Selected excerpt:
# # # # # # #
Hassan Rowshan (, born 2 June 1955) is an Iranian football coach, manager, and former player. He usually played as a striker. He is currently the head of technical committee of Esteghlal.

Early life

Rowshan was 13 when he joined Taj youth team. He initially faced many problems, such as his house being far from the Taj training ground in Nazi Abad. His father used to accompany him to the Taj football and training grounds. His father would either wait for Hassan to finish training, carefully watching his moves or given half a chance would joined in a senior matches when the eldest fancied a game of football. During their long trip back home, Hassan's father would always talk football to him, never tiring from the subject and always willing to advise and offer tips on how to improve his game and skills.

Rowshan's first success came at the school's football championship. While in the sixth grade at Pasargad Shemiran school, he was a member of the school football team. He experienced the sweet taste of championship at that early age, and thought of future championship and grand occasions. Although the championship was sweet at school level, Rowshan did not seriously consider playing this level of football anything other than a pastime and filling the gap.
# # # # # # #
Exercise task 1: Report each line of the records below that contains the string "Target", reproducing every such line in full.

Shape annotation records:
# # # # # # #
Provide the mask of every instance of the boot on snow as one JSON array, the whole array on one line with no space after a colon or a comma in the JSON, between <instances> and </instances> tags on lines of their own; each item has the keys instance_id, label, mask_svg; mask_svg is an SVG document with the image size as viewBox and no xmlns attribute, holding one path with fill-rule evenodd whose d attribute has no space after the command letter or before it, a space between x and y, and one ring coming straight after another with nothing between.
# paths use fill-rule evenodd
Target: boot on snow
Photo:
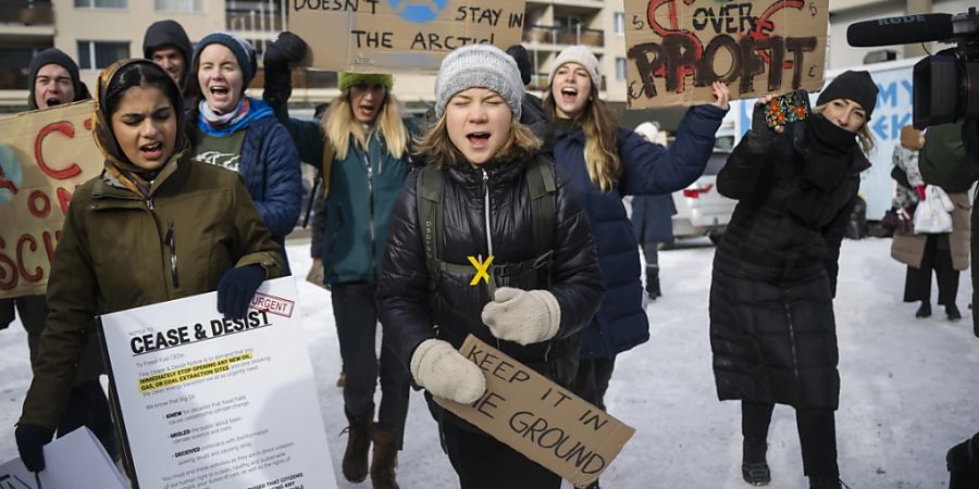
<instances>
[{"instance_id":1,"label":"boot on snow","mask_svg":"<svg viewBox=\"0 0 979 489\"><path fill-rule=\"evenodd\" d=\"M921 306L918 308L918 312L915 313L915 317L922 319L925 317L931 317L931 304L925 301L921 301Z\"/></svg>"},{"instance_id":2,"label":"boot on snow","mask_svg":"<svg viewBox=\"0 0 979 489\"><path fill-rule=\"evenodd\" d=\"M741 477L752 486L768 486L768 482L771 482L771 471L765 460L768 444L765 441L745 438L741 447Z\"/></svg>"},{"instance_id":3,"label":"boot on snow","mask_svg":"<svg viewBox=\"0 0 979 489\"><path fill-rule=\"evenodd\" d=\"M374 423L374 454L371 457L371 484L374 489L399 489L395 477L398 466L398 439L394 431Z\"/></svg>"},{"instance_id":4,"label":"boot on snow","mask_svg":"<svg viewBox=\"0 0 979 489\"><path fill-rule=\"evenodd\" d=\"M368 451L371 449L371 428L374 422L374 410L371 409L360 417L347 415L347 450L344 452L344 477L351 482L360 482L368 474Z\"/></svg>"}]
</instances>

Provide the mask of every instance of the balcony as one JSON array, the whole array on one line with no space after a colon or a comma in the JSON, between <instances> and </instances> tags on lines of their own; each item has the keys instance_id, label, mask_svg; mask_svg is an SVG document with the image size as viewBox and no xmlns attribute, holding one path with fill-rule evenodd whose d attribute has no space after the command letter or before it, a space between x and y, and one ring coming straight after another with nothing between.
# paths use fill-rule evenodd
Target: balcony
<instances>
[{"instance_id":1,"label":"balcony","mask_svg":"<svg viewBox=\"0 0 979 489\"><path fill-rule=\"evenodd\" d=\"M603 48L605 47L605 30L582 28L580 24L573 27L532 25L523 29L523 41L541 45L585 45L593 48Z\"/></svg>"},{"instance_id":2,"label":"balcony","mask_svg":"<svg viewBox=\"0 0 979 489\"><path fill-rule=\"evenodd\" d=\"M33 2L28 0L4 0L0 4L0 24L22 26L54 25L51 2Z\"/></svg>"}]
</instances>

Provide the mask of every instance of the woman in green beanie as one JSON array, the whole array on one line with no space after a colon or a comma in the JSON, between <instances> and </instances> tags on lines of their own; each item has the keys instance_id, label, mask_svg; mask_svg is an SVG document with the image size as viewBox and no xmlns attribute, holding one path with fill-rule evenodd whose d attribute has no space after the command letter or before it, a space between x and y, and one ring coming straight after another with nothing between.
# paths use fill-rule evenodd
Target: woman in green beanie
<instances>
[{"instance_id":1,"label":"woman in green beanie","mask_svg":"<svg viewBox=\"0 0 979 489\"><path fill-rule=\"evenodd\" d=\"M394 352L375 337L377 277L387 242L387 225L409 171L408 146L417 133L404 117L384 74L340 73L340 95L322 122L289 118L288 62L301 59L305 42L281 34L265 52L263 98L286 126L302 161L321 165L326 196L326 226L320 250L324 283L330 286L346 384L344 409L349 422L343 473L359 482L368 475L368 451L375 489L397 488L395 465L408 414L408 373ZM374 390L381 402L374 423Z\"/></svg>"}]
</instances>

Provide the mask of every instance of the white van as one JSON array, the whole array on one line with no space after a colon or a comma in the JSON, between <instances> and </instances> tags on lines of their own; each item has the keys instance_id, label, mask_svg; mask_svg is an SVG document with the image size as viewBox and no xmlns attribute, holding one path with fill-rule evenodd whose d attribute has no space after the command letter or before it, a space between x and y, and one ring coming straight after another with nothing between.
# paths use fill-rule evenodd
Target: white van
<instances>
[{"instance_id":1,"label":"white van","mask_svg":"<svg viewBox=\"0 0 979 489\"><path fill-rule=\"evenodd\" d=\"M717 131L714 153L707 161L704 174L685 189L673 192L677 215L673 216L673 236L694 238L707 236L715 244L720 240L738 201L717 191L717 174L724 167L734 149L734 123L726 118Z\"/></svg>"}]
</instances>

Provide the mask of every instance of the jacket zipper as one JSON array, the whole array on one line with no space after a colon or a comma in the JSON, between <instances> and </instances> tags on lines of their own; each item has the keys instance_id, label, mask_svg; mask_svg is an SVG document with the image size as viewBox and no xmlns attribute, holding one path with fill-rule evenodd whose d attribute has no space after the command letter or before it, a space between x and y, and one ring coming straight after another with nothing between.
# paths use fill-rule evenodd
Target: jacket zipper
<instances>
[{"instance_id":1,"label":"jacket zipper","mask_svg":"<svg viewBox=\"0 0 979 489\"><path fill-rule=\"evenodd\" d=\"M785 302L785 322L789 324L789 346L792 348L792 373L798 380L798 352L795 351L795 325L792 324L792 309L789 302Z\"/></svg>"},{"instance_id":2,"label":"jacket zipper","mask_svg":"<svg viewBox=\"0 0 979 489\"><path fill-rule=\"evenodd\" d=\"M181 276L177 274L176 267L176 236L173 230L173 221L169 222L166 227L166 236L163 238L166 246L170 247L170 276L173 278L173 288L181 288Z\"/></svg>"},{"instance_id":3,"label":"jacket zipper","mask_svg":"<svg viewBox=\"0 0 979 489\"><path fill-rule=\"evenodd\" d=\"M374 271L377 269L376 258L374 256L374 241L376 240L374 236L374 168L371 166L371 160L368 155L370 151L370 138L368 138L368 147L364 148L363 152L363 164L367 166L368 171L368 201L370 208L370 226L371 226L371 276L373 276Z\"/></svg>"},{"instance_id":4,"label":"jacket zipper","mask_svg":"<svg viewBox=\"0 0 979 489\"><path fill-rule=\"evenodd\" d=\"M490 224L490 174L486 173L485 170L480 170L483 172L483 217L486 220L486 252L490 253L486 259L493 256L493 231L492 226ZM480 255L480 263L483 262L482 254ZM486 273L493 273L491 271L486 271ZM486 284L490 285L488 283ZM490 289L490 300L493 300L493 296L496 293L496 290L493 287L487 287ZM496 349L499 350L503 347L499 346L499 338L496 338Z\"/></svg>"}]
</instances>

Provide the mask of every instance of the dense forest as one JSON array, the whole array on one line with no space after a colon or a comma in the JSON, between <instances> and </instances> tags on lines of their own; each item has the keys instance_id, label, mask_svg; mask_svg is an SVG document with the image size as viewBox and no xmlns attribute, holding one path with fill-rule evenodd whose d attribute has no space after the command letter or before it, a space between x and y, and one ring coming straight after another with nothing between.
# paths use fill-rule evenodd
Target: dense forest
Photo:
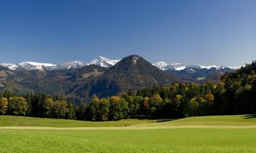
<instances>
[{"instance_id":1,"label":"dense forest","mask_svg":"<svg viewBox=\"0 0 256 153\"><path fill-rule=\"evenodd\" d=\"M220 82L153 86L76 105L63 96L0 95L0 114L82 120L256 113L256 62L223 75Z\"/></svg>"}]
</instances>

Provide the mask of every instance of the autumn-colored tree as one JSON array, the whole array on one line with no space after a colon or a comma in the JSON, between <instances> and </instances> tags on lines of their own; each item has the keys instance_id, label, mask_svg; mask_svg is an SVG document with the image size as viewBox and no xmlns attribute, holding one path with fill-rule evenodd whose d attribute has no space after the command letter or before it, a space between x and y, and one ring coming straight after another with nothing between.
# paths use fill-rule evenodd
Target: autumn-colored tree
<instances>
[{"instance_id":1,"label":"autumn-colored tree","mask_svg":"<svg viewBox=\"0 0 256 153\"><path fill-rule=\"evenodd\" d=\"M55 118L64 118L69 109L66 101L55 101L53 105L53 114Z\"/></svg>"},{"instance_id":2,"label":"autumn-colored tree","mask_svg":"<svg viewBox=\"0 0 256 153\"><path fill-rule=\"evenodd\" d=\"M5 97L0 99L0 115L4 115L8 107L8 99Z\"/></svg>"},{"instance_id":3,"label":"autumn-colored tree","mask_svg":"<svg viewBox=\"0 0 256 153\"><path fill-rule=\"evenodd\" d=\"M46 117L51 117L53 114L53 109L54 107L54 101L53 99L48 98L45 99L42 103L42 109L44 115Z\"/></svg>"},{"instance_id":4,"label":"autumn-colored tree","mask_svg":"<svg viewBox=\"0 0 256 153\"><path fill-rule=\"evenodd\" d=\"M23 97L11 97L9 99L8 112L10 115L26 115L28 109L27 100Z\"/></svg>"}]
</instances>

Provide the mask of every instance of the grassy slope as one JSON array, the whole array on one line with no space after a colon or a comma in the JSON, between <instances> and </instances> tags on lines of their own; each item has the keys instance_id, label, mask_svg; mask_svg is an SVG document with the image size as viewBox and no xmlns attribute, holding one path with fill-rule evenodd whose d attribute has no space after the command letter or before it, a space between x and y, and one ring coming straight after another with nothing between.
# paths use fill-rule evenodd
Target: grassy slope
<instances>
[{"instance_id":1,"label":"grassy slope","mask_svg":"<svg viewBox=\"0 0 256 153\"><path fill-rule=\"evenodd\" d=\"M195 117L167 122L83 121L1 116L0 125L72 126L255 125L255 116ZM163 121L163 120L162 120ZM141 124L144 122L144 124ZM255 129L151 130L0 129L0 152L256 152Z\"/></svg>"},{"instance_id":2,"label":"grassy slope","mask_svg":"<svg viewBox=\"0 0 256 153\"><path fill-rule=\"evenodd\" d=\"M255 129L0 130L0 152L256 152Z\"/></svg>"},{"instance_id":3,"label":"grassy slope","mask_svg":"<svg viewBox=\"0 0 256 153\"><path fill-rule=\"evenodd\" d=\"M152 122L136 126L256 126L256 115L209 116L182 118L180 120Z\"/></svg>"},{"instance_id":4,"label":"grassy slope","mask_svg":"<svg viewBox=\"0 0 256 153\"><path fill-rule=\"evenodd\" d=\"M130 119L119 121L88 122L74 120L0 116L0 126L121 127L126 125L143 124L155 121Z\"/></svg>"},{"instance_id":5,"label":"grassy slope","mask_svg":"<svg viewBox=\"0 0 256 153\"><path fill-rule=\"evenodd\" d=\"M165 121L165 122L163 122ZM88 122L72 120L39 118L0 116L0 126L48 127L122 127L177 126L256 126L255 115L212 116L183 118L175 120L122 120L119 121Z\"/></svg>"}]
</instances>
# # # # # # #
Exercise task 2: Print the entire Hassan Rowshan biography above word for word.

Expected output 1:
Target: boot on snow
Target: balcony
Target: woman in green beanie
Target: white van
Target: jacket zipper
Target: dense forest
Target: autumn-colored tree
Target: grassy slope

Expected output 2:
Hassan Rowshan (, born 2 June 1955) is an Iranian football coach, manager, and former player. He usually played as a striker. He is currently the head of technical committee of Esteghlal.

Early life

Rowshan was 13 when he joined Taj youth team. He initially faced many problems, such as his house being far from the Taj training ground in Nazi Abad. His father used to accompany him to the Taj football and training grounds. His father would either wait for Hassan to finish training, carefully watching his moves or given half a chance would joined in a senior matches when the eldest fancied a game of football. During their long trip back home, Hassan's father would always talk football to him, never tiring from the subject and always willing to advise and offer tips on how to improve his game and skills.

Rowshan's first success came at the school's football championship. While in the sixth grade at Pasargad Shemiran school, he was a member of the school football team. He experienced the sweet taste of championship at that early age, and thought of future championship and grand occasions. Although the championship was sweet at school level, Rowshan did not seriously consider playing this level of football anything other than a pastime and filling the gap.